__TASK REQUIREMENTS__
Quote the entries that follow exactly, leaving none out.

__TASK DATA__
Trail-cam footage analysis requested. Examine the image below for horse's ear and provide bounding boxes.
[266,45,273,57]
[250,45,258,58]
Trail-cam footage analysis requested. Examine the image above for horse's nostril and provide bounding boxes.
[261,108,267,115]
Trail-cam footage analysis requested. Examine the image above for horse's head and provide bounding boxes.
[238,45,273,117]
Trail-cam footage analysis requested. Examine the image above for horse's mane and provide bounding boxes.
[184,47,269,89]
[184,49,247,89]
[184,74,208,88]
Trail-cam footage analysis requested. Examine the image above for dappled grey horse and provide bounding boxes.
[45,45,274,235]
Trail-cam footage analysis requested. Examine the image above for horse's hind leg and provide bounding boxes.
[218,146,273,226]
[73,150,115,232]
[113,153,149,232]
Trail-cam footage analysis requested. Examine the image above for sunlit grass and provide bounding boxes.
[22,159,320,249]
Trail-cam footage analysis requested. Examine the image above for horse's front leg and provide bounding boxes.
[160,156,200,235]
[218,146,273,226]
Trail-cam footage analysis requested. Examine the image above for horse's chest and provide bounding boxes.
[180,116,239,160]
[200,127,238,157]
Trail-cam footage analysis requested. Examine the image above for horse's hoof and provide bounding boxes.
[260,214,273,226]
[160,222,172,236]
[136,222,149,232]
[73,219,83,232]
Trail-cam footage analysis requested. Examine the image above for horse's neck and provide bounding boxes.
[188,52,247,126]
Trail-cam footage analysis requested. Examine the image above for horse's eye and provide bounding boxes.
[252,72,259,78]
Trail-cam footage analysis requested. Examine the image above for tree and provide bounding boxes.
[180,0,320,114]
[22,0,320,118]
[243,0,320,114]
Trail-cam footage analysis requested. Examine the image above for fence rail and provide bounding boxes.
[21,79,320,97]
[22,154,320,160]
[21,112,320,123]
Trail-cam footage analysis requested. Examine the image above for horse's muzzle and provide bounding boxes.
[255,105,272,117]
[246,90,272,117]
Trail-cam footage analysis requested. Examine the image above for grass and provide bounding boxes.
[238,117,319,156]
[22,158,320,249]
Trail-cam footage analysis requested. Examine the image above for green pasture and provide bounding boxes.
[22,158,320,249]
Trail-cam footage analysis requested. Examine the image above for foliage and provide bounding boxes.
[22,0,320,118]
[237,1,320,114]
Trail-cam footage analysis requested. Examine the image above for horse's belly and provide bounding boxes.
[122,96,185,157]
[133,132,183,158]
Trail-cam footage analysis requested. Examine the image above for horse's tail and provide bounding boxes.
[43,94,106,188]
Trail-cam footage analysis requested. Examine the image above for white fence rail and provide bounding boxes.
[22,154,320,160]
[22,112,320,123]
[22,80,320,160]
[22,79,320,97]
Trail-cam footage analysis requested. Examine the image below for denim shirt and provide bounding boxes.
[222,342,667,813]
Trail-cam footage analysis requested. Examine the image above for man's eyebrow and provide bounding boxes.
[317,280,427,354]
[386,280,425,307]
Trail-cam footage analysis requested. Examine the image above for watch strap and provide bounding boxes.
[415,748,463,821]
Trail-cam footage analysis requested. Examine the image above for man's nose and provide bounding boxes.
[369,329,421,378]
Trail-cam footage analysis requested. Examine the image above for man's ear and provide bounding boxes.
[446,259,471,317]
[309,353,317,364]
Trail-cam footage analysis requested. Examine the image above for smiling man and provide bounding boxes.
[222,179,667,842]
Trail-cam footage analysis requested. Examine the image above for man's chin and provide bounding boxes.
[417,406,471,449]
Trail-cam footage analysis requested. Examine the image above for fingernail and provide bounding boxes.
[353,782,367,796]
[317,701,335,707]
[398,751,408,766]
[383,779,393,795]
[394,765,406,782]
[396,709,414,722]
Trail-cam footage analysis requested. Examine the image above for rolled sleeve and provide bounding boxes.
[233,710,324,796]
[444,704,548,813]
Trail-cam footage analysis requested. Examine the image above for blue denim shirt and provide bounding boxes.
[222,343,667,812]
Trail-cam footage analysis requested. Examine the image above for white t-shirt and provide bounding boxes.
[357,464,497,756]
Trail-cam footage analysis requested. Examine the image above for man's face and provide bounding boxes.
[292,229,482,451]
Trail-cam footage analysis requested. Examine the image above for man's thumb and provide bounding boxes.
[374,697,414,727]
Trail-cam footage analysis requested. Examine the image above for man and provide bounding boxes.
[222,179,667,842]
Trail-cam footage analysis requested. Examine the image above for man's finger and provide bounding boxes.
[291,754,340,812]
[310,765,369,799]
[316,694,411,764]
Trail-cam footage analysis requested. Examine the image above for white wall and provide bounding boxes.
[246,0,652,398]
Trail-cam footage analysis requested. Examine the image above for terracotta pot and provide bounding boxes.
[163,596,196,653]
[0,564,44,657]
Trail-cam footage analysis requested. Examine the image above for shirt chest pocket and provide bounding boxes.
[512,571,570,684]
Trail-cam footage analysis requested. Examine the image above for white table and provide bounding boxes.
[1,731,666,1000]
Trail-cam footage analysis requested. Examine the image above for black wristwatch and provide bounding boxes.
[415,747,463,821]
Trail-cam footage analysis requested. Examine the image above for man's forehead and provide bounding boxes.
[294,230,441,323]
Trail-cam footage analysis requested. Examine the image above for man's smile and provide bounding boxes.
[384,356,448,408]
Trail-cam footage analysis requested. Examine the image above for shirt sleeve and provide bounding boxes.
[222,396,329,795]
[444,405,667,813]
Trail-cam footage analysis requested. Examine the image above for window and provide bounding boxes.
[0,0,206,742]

__SOLUTION FOR THIS EXERCISE__
Trail-cam footage analysis requested. Examine the image below for horse's ear and provide bounding boxes.
[266,45,273,57]
[250,45,258,58]
Trail-cam footage analysis requested. Examine the image above for horse's nostril and provide bounding boxes.
[261,108,267,115]
Trail-cam footage analysis requested. Examine the image above for horse's head and provide bounding boxes.
[238,45,273,117]
Trail-cam footage analysis requested. Examine the image above for horse's mane and provide bounding boxes.
[184,47,269,89]
[184,49,247,89]
[184,74,208,88]
Trail-cam footage analysis requested. Examine the image above for dappled grey horse and provide bounding boxes.
[45,45,274,235]
Trail-cam footage analysis requested. Examine the image above for horse's hind leg and provide bounding boxes.
[218,146,273,226]
[73,150,115,232]
[113,153,149,232]
Trail-cam footage analysis requested. Examine the image above for sunlit grass and provide bounding boxes.
[22,159,320,249]
Trail-cam footage analysis requested. Examine the image above for horse's front leg and provide bounding boxes.
[160,156,200,235]
[218,146,273,226]
Trail-cam footage analysis requested. Examine the image above for horse's chest and provide bounding boxes.
[180,116,239,160]
[200,127,238,157]
Trail-cam footage analysis requested. Examine the image above for horse's hoof and provide bounding boxes.
[260,214,273,226]
[160,222,172,236]
[136,222,149,232]
[73,219,83,232]
Trail-cam footage analysis requested. Examine the image above for horse's neck and provide bounding boxes.
[188,52,247,126]
Trail-cam footage analysis requested. Examine the image above for horse's eye and provide bounding boxes.
[252,72,259,78]
Trail-cam footage analysis requested. Examine the image above for tree and provide bounding boxes.
[180,0,320,114]
[22,0,320,118]
[243,0,320,114]
Trail-cam footage analysis requested. Examine the image above for fence rail and provide bounding boxes.
[21,79,320,97]
[22,154,320,160]
[21,112,320,123]
Trail-cam footage analysis requested. Examine the image above for horse's muzzle and provide bounding boxes.
[255,105,272,117]
[246,90,272,117]
Trail-cam footage analysis requested. Examine the image above for grass and provide bounding boxes.
[238,117,319,156]
[22,158,320,249]
Trail-cam footage analysis requested. Examine the image above for green pasture and provide bounding boxes.
[22,158,320,249]
Trail-cam footage analysis requested. Examine the image above for foliage and provide bounding boxes.
[22,0,320,118]
[237,1,320,114]
Trail-cam footage analysis requested. Examine the image above for horse's belly and provide bounding boxes.
[122,96,185,157]
[133,132,183,158]
Trail-cam footage analysis requested. Examine the image above for horse's tail and provide bounding boxes.
[43,94,106,188]
Trail-cam footage analysis requested. Examine the image above for white fence rail and provide bounding boxes.
[22,154,320,160]
[22,112,320,123]
[22,80,320,160]
[22,79,320,97]
Trail-cam footage analysis requested. Examine the image below for denim shirt and provide bounding boxes.
[222,342,667,813]
Trail-cam footage analysis requested. Examine the image above for man's eyebrow and provide bounding boxes.
[317,280,427,354]
[386,280,425,307]
Trail-cam footage analysis requested. Examine the image above for watch strap and provide bounding boxes.
[415,748,463,821]
Trail-cam footage analysis requested. Examine the image above for man's nose and provide bounding boxes.
[369,329,421,378]
Trail-cam footage analysis requested. Examine the image above for man's ear and provide bounding boxes.
[446,259,471,317]
[309,353,317,364]
Trail-cam footage analysis requested. Examine the image above for smiling man and provide bounding boxes.
[222,179,667,842]
Trail-cam footage analysis requested. Examine the image above for man's chin and provide bounding boxes.
[417,406,471,449]
Trail-cam footage analysis requested. Examine the image above for fingernail and provide bounding boxes.
[353,782,367,796]
[317,701,335,707]
[398,751,408,766]
[383,779,393,795]
[394,765,406,782]
[396,709,414,722]
Trail-cam footage analysis requested. Examine the image above for rolled sleeve and provide bounding boxes.
[233,710,324,796]
[444,704,548,813]
Trail-cam footage analysis requested. Examine the image above for blue denim shirt and provide bounding boxes.
[222,343,667,812]
Trail-cam footage analysis requested. Examine the image above for white t-shirt and provide bounding boxes.
[357,464,497,756]
Trail-cam footage analysis requested. Examine the image above for man's face and provide bounding boxes.
[292,229,482,451]
Trail-cam footage analysis requested. Examine the image above for man's thumb and provide bounding boxes.
[374,697,414,727]
Trail-cam footage analysis requested. Examine the image above for man and provide bounding boxes.
[222,179,667,842]
Trail-cam footage analysis requested. Examine the image above for man's finger and provide bounding boxes.
[291,754,340,812]
[310,765,369,799]
[316,694,411,764]
Trail-cam footage analysis requested. Examine the image above for white wall and provide bounding boxes.
[246,0,652,398]
Trail-cam footage analysis requested. Examine the image above for terracotta pot and provide bounding boxes.
[163,596,196,653]
[0,564,44,657]
Trail-cam footage analysis requested. Examine the image above for shirt chest pocket and provide bounding boxes.
[512,571,570,684]
Trail-cam footage analysis requested. Examine the image above for white table and provide bounding boxes.
[1,731,666,1000]
Trail-cam footage analysis requested. Examine the image above for black wristwatch and provide bounding boxes.
[415,747,463,821]
Trail-cam footage analysis requested. Examine the image above for man's forehead and provide bounding boxes.
[294,230,441,323]
Trail-cam footage analysis requested. Examine the image above for man's smile and provide bounding boxes.
[384,356,448,408]
Trail-cam footage analysis requested. Examine the image above for shirt sleeve and provide bounding boxes.
[222,396,329,795]
[444,405,667,813]
Trail-cam footage analysis requested. Examine the image above for window and provide bounding boxes.
[0,0,206,742]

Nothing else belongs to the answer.